### MATERIAL FOR THE TASK
====
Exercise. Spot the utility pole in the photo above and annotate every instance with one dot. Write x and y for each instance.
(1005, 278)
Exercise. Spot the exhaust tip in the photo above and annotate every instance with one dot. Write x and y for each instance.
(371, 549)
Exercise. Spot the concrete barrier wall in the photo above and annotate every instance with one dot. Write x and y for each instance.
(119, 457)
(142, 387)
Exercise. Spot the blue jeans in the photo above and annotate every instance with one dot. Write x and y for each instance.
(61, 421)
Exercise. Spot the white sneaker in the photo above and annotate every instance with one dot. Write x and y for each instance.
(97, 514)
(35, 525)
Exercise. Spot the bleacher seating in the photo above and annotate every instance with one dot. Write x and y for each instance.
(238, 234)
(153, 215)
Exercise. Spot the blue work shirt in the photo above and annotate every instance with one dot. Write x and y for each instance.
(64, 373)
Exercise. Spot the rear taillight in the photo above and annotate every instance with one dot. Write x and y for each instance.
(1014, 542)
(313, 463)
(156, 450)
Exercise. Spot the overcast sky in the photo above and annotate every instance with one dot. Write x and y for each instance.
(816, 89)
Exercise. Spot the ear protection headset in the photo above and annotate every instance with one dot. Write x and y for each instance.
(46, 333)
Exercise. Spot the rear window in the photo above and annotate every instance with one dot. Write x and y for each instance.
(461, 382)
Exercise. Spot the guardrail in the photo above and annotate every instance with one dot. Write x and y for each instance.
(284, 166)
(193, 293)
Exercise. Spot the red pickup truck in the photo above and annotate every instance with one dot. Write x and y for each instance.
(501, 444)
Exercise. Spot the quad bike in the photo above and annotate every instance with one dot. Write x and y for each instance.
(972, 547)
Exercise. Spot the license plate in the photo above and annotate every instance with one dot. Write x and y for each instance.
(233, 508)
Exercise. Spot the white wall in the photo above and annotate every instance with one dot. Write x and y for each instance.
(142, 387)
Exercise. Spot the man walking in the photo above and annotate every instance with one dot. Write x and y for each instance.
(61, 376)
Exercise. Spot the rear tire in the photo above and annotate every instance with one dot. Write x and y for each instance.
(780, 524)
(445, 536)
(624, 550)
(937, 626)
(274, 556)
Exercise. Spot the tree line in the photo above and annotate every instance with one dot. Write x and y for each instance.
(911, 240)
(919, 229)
====
### EXERCISE DESCRIPTION
Return, exactly and without additions, the lines that run from the one containing "Exercise. Spot the quad" to the end of the material above.

### ANSWER TO THE PROBLEM
Exercise. Spot the quad bike in the photo above and annotate every instance with one dot. Write x and y for each instance.
(972, 547)
Exercise. Spot the license plate in the photo above and annotate every instance with one dot. Write x and y for each instance.
(233, 508)
Exercise. Spot the white wall in the photo above and annotate every instance with one dot. Write x and y for each instance.
(142, 387)
Exercise. Spot the man walking in the photo above and annotate every instance with one dot. Write x and y for each instance.
(61, 376)
Exercise. Spot the rear tire in the photo above and annotate every instance with one dot. Write x and y for each instance.
(780, 524)
(445, 536)
(624, 550)
(937, 626)
(274, 556)
Exercise. Spot the tree line in the photo above and annotate every instance with one dot. Write x and y for each instance.
(911, 240)
(919, 229)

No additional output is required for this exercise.